WHAT IS REQUIRED: Transcribe the entries below exactly.

== ENTRIES SHOWN ==

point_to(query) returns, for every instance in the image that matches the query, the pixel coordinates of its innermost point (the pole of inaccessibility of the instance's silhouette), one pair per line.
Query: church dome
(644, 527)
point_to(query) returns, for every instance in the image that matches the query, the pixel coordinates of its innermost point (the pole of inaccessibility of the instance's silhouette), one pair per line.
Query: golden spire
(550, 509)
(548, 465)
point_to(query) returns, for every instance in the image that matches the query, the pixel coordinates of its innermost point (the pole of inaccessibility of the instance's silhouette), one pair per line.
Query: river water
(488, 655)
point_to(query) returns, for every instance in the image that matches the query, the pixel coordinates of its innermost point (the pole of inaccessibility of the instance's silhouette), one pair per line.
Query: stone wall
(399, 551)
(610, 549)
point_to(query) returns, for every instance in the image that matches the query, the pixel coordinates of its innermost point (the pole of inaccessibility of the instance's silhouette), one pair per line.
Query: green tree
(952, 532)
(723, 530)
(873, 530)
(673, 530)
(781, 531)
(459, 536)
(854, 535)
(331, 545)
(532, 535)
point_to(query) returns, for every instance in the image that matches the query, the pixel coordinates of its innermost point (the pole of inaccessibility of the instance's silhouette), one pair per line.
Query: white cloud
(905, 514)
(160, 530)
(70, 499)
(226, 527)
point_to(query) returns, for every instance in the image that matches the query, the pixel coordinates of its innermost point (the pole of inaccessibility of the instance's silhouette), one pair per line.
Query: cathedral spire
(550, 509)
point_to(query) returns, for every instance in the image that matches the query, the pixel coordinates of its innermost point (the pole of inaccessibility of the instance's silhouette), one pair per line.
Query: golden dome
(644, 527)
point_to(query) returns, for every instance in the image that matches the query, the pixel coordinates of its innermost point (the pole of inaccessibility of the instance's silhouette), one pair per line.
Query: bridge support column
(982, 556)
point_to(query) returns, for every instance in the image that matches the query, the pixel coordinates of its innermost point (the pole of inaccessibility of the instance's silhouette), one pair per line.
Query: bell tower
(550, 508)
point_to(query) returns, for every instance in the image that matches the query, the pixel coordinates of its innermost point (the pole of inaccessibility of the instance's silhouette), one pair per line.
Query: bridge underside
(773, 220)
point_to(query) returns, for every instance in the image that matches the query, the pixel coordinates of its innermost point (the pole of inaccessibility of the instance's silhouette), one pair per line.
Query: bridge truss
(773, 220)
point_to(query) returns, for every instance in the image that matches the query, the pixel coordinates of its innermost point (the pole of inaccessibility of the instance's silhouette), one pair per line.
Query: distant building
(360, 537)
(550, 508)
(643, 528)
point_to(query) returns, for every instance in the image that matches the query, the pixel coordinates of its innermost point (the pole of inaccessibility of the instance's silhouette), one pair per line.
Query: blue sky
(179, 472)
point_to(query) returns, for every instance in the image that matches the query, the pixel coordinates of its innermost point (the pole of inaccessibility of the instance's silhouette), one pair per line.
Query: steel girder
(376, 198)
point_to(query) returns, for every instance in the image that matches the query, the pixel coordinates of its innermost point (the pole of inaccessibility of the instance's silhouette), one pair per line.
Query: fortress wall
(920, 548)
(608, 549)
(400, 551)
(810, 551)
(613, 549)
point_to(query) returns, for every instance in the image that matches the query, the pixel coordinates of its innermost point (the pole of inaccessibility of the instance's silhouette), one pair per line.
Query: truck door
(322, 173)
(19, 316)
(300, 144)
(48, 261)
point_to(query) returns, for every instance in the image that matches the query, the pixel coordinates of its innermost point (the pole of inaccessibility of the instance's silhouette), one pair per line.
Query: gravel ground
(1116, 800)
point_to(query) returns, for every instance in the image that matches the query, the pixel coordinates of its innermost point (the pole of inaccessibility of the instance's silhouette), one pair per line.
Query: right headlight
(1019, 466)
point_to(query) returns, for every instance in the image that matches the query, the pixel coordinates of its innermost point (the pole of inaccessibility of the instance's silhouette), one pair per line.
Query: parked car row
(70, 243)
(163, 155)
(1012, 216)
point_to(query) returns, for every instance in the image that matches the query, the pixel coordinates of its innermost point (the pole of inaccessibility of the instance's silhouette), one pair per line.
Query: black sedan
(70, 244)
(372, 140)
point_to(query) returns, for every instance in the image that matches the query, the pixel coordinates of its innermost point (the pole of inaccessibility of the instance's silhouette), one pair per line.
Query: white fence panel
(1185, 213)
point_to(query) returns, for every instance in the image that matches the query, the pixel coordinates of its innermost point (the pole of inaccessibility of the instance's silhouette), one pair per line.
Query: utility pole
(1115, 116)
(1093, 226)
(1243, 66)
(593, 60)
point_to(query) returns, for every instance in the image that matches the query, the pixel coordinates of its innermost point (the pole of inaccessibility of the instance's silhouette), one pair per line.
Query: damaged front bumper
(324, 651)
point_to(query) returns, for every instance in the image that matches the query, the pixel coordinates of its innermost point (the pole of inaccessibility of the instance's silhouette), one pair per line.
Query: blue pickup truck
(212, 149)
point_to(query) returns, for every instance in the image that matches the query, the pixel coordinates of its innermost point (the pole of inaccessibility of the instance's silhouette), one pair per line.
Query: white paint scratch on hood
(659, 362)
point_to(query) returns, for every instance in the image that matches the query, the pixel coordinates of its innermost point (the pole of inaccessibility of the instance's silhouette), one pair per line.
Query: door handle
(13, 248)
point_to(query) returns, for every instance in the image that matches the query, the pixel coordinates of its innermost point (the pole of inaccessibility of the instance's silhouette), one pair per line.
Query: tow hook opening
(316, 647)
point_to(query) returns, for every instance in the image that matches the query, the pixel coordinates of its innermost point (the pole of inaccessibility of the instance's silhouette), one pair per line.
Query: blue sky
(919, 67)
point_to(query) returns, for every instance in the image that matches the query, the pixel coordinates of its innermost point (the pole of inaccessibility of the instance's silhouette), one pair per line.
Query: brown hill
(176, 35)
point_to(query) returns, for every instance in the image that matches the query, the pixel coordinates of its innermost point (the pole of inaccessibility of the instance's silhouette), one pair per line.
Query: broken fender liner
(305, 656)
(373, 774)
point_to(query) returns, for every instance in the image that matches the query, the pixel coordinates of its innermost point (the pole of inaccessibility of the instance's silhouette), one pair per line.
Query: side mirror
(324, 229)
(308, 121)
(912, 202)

===

WRITTEN ANSWER:
point_to(query) returns, for every instance in the image that matches the query, the pixel coordinates of its innermost point (the pole of inaccessibility of the instance's silhouette), one pair per line.
Query: church dome
(644, 527)
point_to(query) returns, for every instance in the image that matches the query, the pixel coordinates of its innermost point (the pole of inaccessibility of the instance's silhouette), one pair per line.
Query: golden spire
(550, 509)
(548, 465)
point_to(query) returns, for every instance in the image that matches the query, the pixel coordinates of its innermost point (the pole of inaccessibility of the instance's silhouette), one pair per line.
Query: river water
(488, 655)
point_to(query) returns, for every instance in the image that matches the query, the pixel coordinates of its innermost point (the pole of inaccessibility of the instance's silhouette), one pair per line.
Query: stone wall
(399, 551)
(610, 549)
point_to(query) returns, for every instance in the image that matches the query, the pixel coordinates of its innermost point (the pole of inaccessibility of the instance's silhouette), one pair per line.
Query: green tree
(952, 532)
(723, 530)
(873, 530)
(673, 530)
(781, 531)
(459, 536)
(854, 535)
(331, 545)
(532, 535)
point_to(query) returns, for every instance in the image that matches the query, the pixel coordinates of its innermost point (the pole of inaccessibility of the instance's silhouette), one pair per line.
Query: white cloud
(905, 514)
(160, 530)
(70, 499)
(226, 527)
point_to(query) returns, for every instance in the image that matches the query, the pixel coordinates of its innermost point (the pole of inaccessibility of the instance's silhouette), one pair per line.
Query: cathedral spire
(550, 509)
point_to(query) returns, for every instance in the image that matches the query, the pixel coordinates of its innermost point (the pole of inaccessibility of the instance's silhouette), one pair per line.
Query: golden dome
(644, 527)
point_to(query) returns, for every instance in the image that matches the query, the pixel coordinates of its innermost point (the pole of inaccessibility of the instance's silhouette), one pair per line.
Query: bridge support column
(982, 556)
point_to(query) returns, for every instance in the image that matches the query, the pixel coordinates of its innermost point (the pole of inaccessibility of the instance's silhouette), one pair per line.
Query: bell tower
(550, 508)
point_to(query) returns, for every instance in the image that matches the query, the pixel coordinates of its innermost point (the pole of inaccessibility of the instance's silhouette), one pair per line.
Query: bridge underside
(773, 220)
point_to(query) returns, for every instance in the image that matches the query, the pixel coordinates of its innermost point (the pole of inaccessibility of the instance's silhouette), one pair per line.
Query: bridge truss
(773, 220)
point_to(query) returns, for every instance in the image that matches the query, the pixel coordinates of its innermost point (the pole of inaccessibility of the instance's silhouette), one pair per line.
Query: distant building
(360, 537)
(550, 508)
(643, 528)
point_to(query) returns, for every instance in the image that matches the query, the pixel coordinates of its innermost point (the pole of inaccessibility of the instance's silhouette), one pair per line.
Query: blue sky
(179, 472)
point_to(query) returns, for every instance in the image that matches the query, the pixel coordinates of its innermost point (the pole of inaccessibility of the instance's silhouette), one pair per line.
Query: steel girder
(376, 198)
point_to(query) returns, for every instance in the image that matches the query, the pixel coordinates of its innermost point (the pole of inaccessibility of the instance's silhouette), one pair per line.
Query: fortress wall
(920, 548)
(608, 549)
(400, 551)
(810, 551)
(613, 549)
point_to(query) returns, for every instance in the image that matches the query, the pixel coordinates of its innermost point (the pole of inaccessibility of the instance's silhouette), one pair per line.
Query: truck door
(322, 173)
(19, 316)
(300, 144)
(48, 261)
point_to(query) returns, for every instance in the image that matches the query, the pixel coordinates of its innermost point (the pole of inaccessibility of the instance's silhouette), one pair per line.
Query: gravel ground
(1116, 800)
point_to(query) returns, for every instance in the image that matches the query, the pixel coordinates of its innermost point (the pole of inaccessibility of the instance's silhouette), one pair per line.
Query: right headlight
(1019, 466)
point_to(query) returns, for every instance in the image that matches the query, the pixel coordinates of its innermost point (the pole of inaccessibility of the instance's silhouette), one pair per line.
Query: parked car row
(70, 243)
(163, 155)
(1012, 216)
point_to(query) returns, for every instance in the image that matches the query, the pixel coordinates of its innermost point (the pole of inaccessibility of the instance's silhouette), one pair per line.
Query: black sedan
(70, 244)
(372, 140)
point_to(query) returns, for every instance in the image that matches the query, the pixel coordinates of its innermost point (the pole of inaccessibility of the instance's silhouette), one pair per line.
Query: white fence panel
(1185, 213)
point_to(query) returns, for every instance in the image that matches the query, the pixel coordinates of its innermost point (the pole of inaccessibility of the instance's silhouette), one pair per line.
Query: utility pole
(1115, 116)
(1093, 226)
(1243, 66)
(593, 60)
point_to(query) returns, for every instance in the image that matches the query, the pixel coordinates of its innermost point (the pole of inaccessibility of the instance's silhouette), one pair per line.
Query: damaged front bumper
(324, 651)
point_to(query) returns, for every instance in the image that matches the query, the pixel coordinates of its innermost point (the pole of inaccessibility of the instance's silhouette), one pair per line.
Query: blue pickup truck
(212, 149)
point_to(query) returns, for every instance in the image that matches the query, the pixel coordinates of its innermost point (the pole of inaccessibility of the instance's silhouette), one pair per line.
Query: white paint scratch on hood
(659, 362)
point_to(query) returns, for every instance in the image that matches the query, the pixel coordinates of its innermost point (the pole of inaccessibility of the instance's silhouette), one pair per line.
Query: door handle
(13, 248)
point_to(query) returns, for every instance in the image that matches the query, the pixel coordinates of its innermost point (the pole of inaccessibility of the instance's silhouette), one pair per line.
Query: tow hook opening
(316, 647)
point_to(query) returns, for every instance in the image that matches the query, the pixel coordinates of its innermost point (the pole of inaccessibility of the instance's silhouette), one pair per line.
Query: blue sky
(919, 67)
point_to(query) returns, for every instance in the image that matches the query, the pixel coordinates of its innermost point (the pole of inaccessibility of the instance's silhouette), one pair per line.
Query: brown hill
(176, 35)
point_to(query) returns, for every instance in the image that matches the query, the pixel coordinates of its innermost point (the pole of inaccessibility of the instance's silhouette), one pair per line.
Query: broken fender liner
(305, 656)
(373, 774)
point_to(query) returns, for every instance in the image that matches the query, the pixel coordinates of its innermost point (the pole of inaccessibility of the instance's silhouette), one pair per line.
Query: side mirror
(324, 229)
(308, 121)
(912, 202)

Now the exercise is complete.